**Task item:**
Every entry is to be returned verbatim.
*** Opening of Provided records ***
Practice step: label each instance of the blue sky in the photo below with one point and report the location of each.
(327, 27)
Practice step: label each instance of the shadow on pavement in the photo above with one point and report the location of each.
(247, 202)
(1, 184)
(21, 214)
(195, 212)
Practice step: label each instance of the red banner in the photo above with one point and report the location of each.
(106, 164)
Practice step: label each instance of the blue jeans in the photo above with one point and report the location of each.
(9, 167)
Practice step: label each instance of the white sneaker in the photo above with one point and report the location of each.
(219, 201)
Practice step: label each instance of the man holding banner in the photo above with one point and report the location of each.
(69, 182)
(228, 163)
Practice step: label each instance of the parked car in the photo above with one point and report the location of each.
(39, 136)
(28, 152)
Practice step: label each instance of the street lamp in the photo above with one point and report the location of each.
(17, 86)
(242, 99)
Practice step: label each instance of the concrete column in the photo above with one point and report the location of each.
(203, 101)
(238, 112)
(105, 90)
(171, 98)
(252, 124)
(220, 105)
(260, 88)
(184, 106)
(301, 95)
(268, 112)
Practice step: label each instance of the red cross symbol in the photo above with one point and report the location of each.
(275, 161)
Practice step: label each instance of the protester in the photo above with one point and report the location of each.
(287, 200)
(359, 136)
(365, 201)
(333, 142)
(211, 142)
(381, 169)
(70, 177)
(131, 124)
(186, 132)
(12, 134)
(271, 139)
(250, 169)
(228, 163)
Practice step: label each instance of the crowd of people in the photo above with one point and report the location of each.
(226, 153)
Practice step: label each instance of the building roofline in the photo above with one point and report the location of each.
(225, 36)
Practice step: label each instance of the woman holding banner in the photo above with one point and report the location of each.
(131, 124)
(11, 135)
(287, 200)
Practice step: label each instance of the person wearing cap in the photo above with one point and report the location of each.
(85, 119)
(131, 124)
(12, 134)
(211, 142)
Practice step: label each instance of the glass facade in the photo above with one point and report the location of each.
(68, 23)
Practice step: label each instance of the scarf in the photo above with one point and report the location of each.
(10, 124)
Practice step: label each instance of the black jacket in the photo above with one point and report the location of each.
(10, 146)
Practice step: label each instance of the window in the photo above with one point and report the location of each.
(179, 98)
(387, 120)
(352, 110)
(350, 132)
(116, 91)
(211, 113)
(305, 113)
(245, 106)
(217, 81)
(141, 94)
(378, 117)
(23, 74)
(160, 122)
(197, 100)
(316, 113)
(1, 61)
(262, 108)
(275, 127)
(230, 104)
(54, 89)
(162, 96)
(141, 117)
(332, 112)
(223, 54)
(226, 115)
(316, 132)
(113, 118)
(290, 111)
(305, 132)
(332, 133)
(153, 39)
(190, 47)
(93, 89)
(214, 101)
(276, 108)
*** Close of Provided records ***
**Written response:**
Practice step: label each instance of the blue sky in the photo below with one point and report the location of each.
(327, 27)
Practice step: label each instance of the shadow on pavement in the photo above with one point and report the location of each.
(247, 202)
(1, 184)
(21, 214)
(195, 212)
Practice step: label each instance of the red banner in the photo above with one point and report the location of each.
(106, 164)
Practice step: label each instance of the blue jeans in the photo above with one point and report the location of each.
(9, 167)
Practice step: label each instance of the white sneaker in the photo above with one point and report the location of each.
(219, 201)
Practice step: label each instance of the man holding banner in the photo above with one point and report the location of each.
(69, 182)
(228, 163)
Practice step: label each instance of the parked car in the photo above with one point and report the location of each.
(39, 136)
(28, 152)
Practice step: label each instance of the street lamp in the photo above with one point and report the location of each.
(17, 86)
(242, 99)
Practice step: label each instance of the concrete column in the photo above with one point and report the location of each.
(203, 101)
(238, 112)
(105, 90)
(171, 98)
(252, 124)
(220, 105)
(260, 88)
(184, 106)
(301, 95)
(268, 112)
Practice step: label each instance of the red cross symbol in the photo above with one point and report the location of each.
(275, 161)
Practice step: label each instance of the protester in the photo above with one point and report the location of each.
(287, 200)
(359, 136)
(365, 201)
(333, 142)
(211, 142)
(381, 169)
(70, 177)
(131, 124)
(186, 132)
(12, 134)
(271, 139)
(250, 169)
(228, 163)
Practice step: label each instance of the crowd of people in the photo above with one point and report the location of each.
(226, 153)
Practice step: label each instance of the building roofline in the photo above with one point and report the location of each.
(225, 36)
Practice step: label each instance of the woman holding banner in the photo above with one point and report the location of each.
(131, 124)
(11, 135)
(287, 200)
Practice step: label each instance of the person wearing cap in the photo above with one point and report the location of each.
(85, 119)
(131, 124)
(12, 134)
(211, 142)
Practice step: label each instance of the glass facade in the photo above with one point and report the location of each.
(68, 23)
Practice step: label each instance of the scarf in the photo above with one point and report the location of each.
(10, 124)
Practice step: label each instance of the black jacket in the photo above with one point and report the location of each.
(10, 146)
Practice step: label each instance of the window in the photo above with one point and report the location of each.
(179, 98)
(387, 120)
(352, 110)
(350, 132)
(116, 91)
(211, 113)
(305, 113)
(245, 106)
(217, 81)
(141, 94)
(378, 117)
(23, 74)
(160, 122)
(197, 100)
(316, 113)
(1, 61)
(262, 108)
(275, 127)
(230, 104)
(54, 89)
(162, 96)
(141, 117)
(332, 112)
(223, 54)
(226, 115)
(316, 132)
(113, 118)
(290, 111)
(305, 132)
(332, 133)
(153, 39)
(190, 47)
(93, 89)
(214, 101)
(276, 108)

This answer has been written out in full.